▸ **Soru 1**:
Lütfen Uğur Mumcu alıntısından "Gençlik Kolları ve" sözleriyle başlayıp "parçası olduğu anlaşılıyordu." sözlerine kadar uzanan bölümü olduğu gibi yazın.
▸ **Soru 2**:
Uğur Mumcu alıntısına göre Cumhuriyet Halk Partisi İl Teşkilatı, Mumcu'nun ölümünün 22. yılı nedeniyle hangi meydanda toplandı?

▸ **Alıntı**:
UĞUR MUMCU’NUN KALEMİ
Aradan kaç yıl geçerse geçsin, ocak ayı denince, pek çok güzel şeyin arasından bir hüzün asla unutulmaz; o da Uğur Mumcu’nun katlediliş yıldönümüdür.
Bu yıl da ilimiz Cumhuriyet Halk Partisi İl Teşkilatı’nın, Uğur Mumcu’nun ölümünün 22. yılı nedeni ile Cacabey Meydanında toplanarak karanfil dağıttığı geçen haftanın haberleri arasında bildiriliyordu.
Gençlik Kolları ve Kadın Kolları tarafından hazırlanan Uğur Mumcunun eserleri ile fotoğraflarının olduğu serginin de etkinlik programının bir parçası olduğu anlaşılıyordu.
Mumcu’nun fikirleri elbette bugün yine bazı gazetecilerimizde yaşamakta, kimi özellikleri bu enç kalemlerde de yansımaktadır. Onun yazılarının toplandığı eserlerinde şöyle hızlıca bir eziye çıkıldığında bu özellikleri hemen kendini belli eder.
Örneğin o, her yazısıyla, “Kişisel ve Toplumsal Çelişkilere Yöneltilmiş Bir Ayna”dır:
Devlet büyüklerinin bir kısmının hizmetleri nedeniyle heykellerinin yurdun dört köşesine dikilmesi gerektiği savıyla keleme aldığı, “Büyüklerimiz” adlı eserinde;
“Tarihimizde “Birinci MC”, sonra da “Yeni MC”, kısa adıyla “YE-ME-CE” iktidarını (s.10-11);
“Halk cephesi müteahhitlerini” (s.60);
“Kitapsız profesörleri” (s.68)

▸ **Kayıtlı Bilgiler**:
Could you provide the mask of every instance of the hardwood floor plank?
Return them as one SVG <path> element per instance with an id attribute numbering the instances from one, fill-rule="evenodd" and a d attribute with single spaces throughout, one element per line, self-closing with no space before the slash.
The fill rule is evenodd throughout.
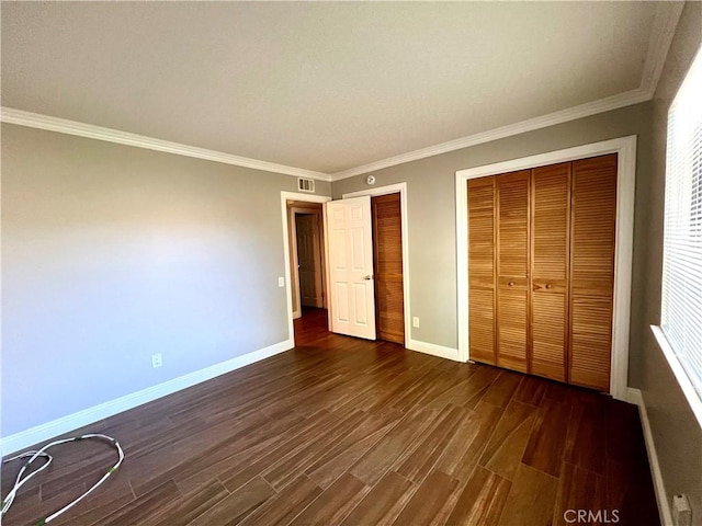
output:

▸ **Çalışma Sonucu 1**:
Gençlik Kolları ve Kadın Kolları tarafından hazırlanan Uğur Mumcunun eserleri ile fotoğraflarının olduğu serginin de etkinlik programının bir parçası olduğu anlaşılıyordu.

▸ **Çalışma Sonucu 2**:
Cacabey Meydanında.